=== Exercise goal ===
Copy every record word for word. The images stay behind.

=== Data section ===

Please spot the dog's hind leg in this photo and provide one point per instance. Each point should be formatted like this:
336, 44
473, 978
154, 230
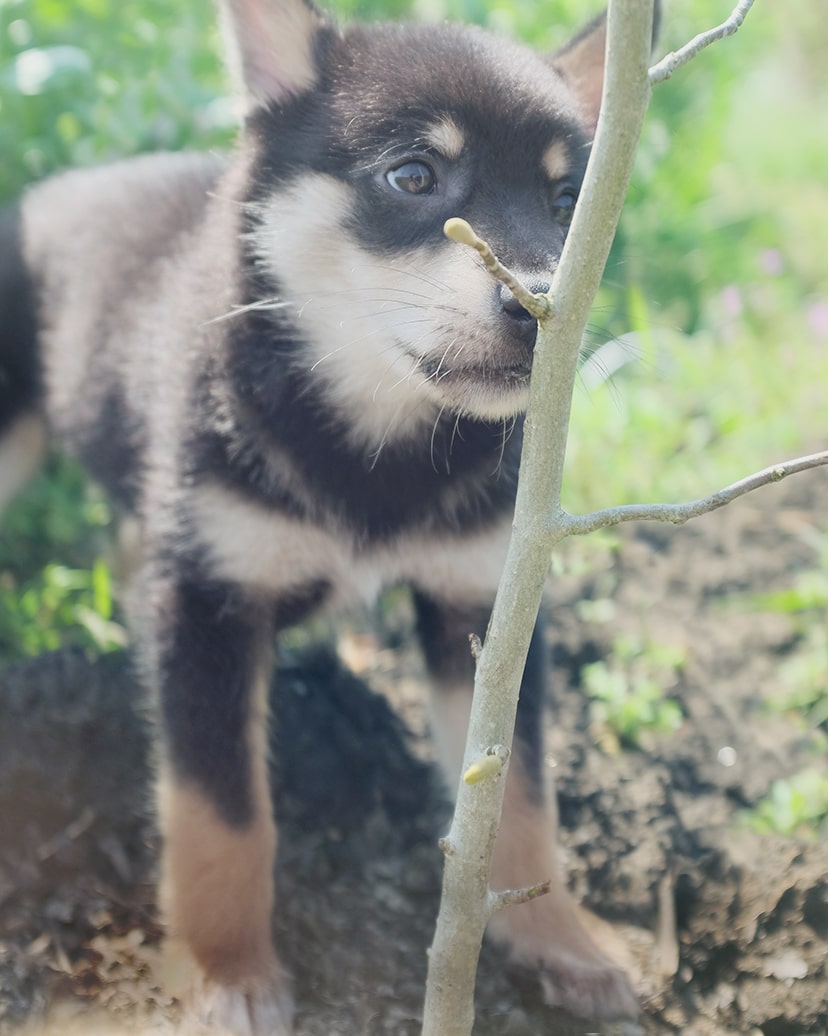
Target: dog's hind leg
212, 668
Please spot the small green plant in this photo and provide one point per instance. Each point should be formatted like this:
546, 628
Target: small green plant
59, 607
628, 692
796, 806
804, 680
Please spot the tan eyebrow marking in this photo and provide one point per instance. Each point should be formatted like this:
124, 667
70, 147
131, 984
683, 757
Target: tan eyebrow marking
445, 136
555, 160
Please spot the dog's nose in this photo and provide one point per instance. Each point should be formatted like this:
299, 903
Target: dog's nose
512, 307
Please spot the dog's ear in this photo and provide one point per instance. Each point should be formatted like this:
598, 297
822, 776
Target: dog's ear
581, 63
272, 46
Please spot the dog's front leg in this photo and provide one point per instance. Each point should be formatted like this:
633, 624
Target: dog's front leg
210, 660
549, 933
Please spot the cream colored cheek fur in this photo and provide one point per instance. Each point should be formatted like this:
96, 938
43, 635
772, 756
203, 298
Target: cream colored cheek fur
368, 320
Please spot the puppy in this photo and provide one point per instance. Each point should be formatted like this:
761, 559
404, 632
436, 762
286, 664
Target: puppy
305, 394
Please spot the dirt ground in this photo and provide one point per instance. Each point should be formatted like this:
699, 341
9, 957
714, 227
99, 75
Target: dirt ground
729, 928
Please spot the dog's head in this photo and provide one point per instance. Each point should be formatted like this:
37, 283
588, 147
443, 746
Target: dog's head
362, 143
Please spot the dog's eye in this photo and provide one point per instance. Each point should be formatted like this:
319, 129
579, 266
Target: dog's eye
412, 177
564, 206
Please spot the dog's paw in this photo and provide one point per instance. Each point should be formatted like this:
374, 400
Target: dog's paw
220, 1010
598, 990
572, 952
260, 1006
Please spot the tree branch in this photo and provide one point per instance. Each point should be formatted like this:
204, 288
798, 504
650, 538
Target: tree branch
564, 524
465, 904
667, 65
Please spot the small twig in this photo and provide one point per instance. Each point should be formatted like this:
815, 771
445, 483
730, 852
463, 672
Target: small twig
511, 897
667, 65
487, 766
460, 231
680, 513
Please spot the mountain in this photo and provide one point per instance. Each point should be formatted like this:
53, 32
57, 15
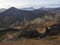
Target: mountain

=== Answer space ===
Please spot the dog's hind leg in this photo and provide one point per instance. Each point should be formatted like this:
336, 44
473, 978
154, 230
Target: dog's hind leg
212, 668
Please spot the small green plant in this photo and provide one point per instance. Each point should be formatted like this:
546, 628
Target: small green plant
59, 607
628, 692
796, 806
804, 680
Please spot the tan eyebrow marking in this photo and provide one point per instance. Each point should be formatted like this:
124, 667
70, 147
131, 984
683, 757
Target: tan eyebrow marking
445, 136
555, 160
Please spot the dog's nose in this photo and provide one point per instance. Each point should be formatted like this:
299, 903
Target: dog's nose
512, 307
Please spot the dog's ear in this photo and provide one point per instance. Each point should be formatted like this:
598, 297
822, 776
Target: dog's ear
581, 63
272, 46
Please spot the dog's front leg in this photo and provide one point per instance. Each point should be formatted like this:
633, 624
Target: dog's front leg
210, 660
549, 933
Please spot the cream colored cheek fur in this photo and provide one point per instance. Each point should be formatted like this:
96, 938
43, 635
772, 756
203, 298
Target: cream colored cheek fur
368, 320
Please spot the puppy in this photo and provide one point per instance. Each point should be formatted like this:
761, 559
404, 632
436, 762
286, 664
Target: puppy
305, 394
Please spot the dirt ground in this photo and provide one point per instance. Each point should be formatted like this:
699, 341
9, 957
714, 227
99, 75
Target: dirt ground
729, 928
Please spot the dog's head in this photo and provide one point per instance. Each point should be formatted like this:
37, 283
588, 147
443, 746
Target: dog's head
362, 143
Please spot the dog's eye in this photo and provide one point per instance. Each point should be formatted like this:
319, 129
579, 266
Target: dog's eye
412, 177
564, 206
Please spot the dog's paw in this photo and provide one point per instance. Each point should be formatted like this:
374, 400
Target: dog's paw
220, 1010
598, 990
572, 952
260, 1006
Please spot the tree branch in this photo and provide one point per instance. Each point should be formatted like this:
204, 288
798, 504
650, 538
Target: tree branch
564, 524
465, 904
667, 65
Please spot the small twig in this photo and provide one point per instance. Each point should be formatted like this:
815, 771
445, 483
730, 852
463, 672
Target: small twig
511, 897
667, 65
487, 766
460, 231
680, 513
Please spot the mountain in this photo and provide one point per instance. Each point should be formatted like this:
53, 32
57, 15
Target: mountain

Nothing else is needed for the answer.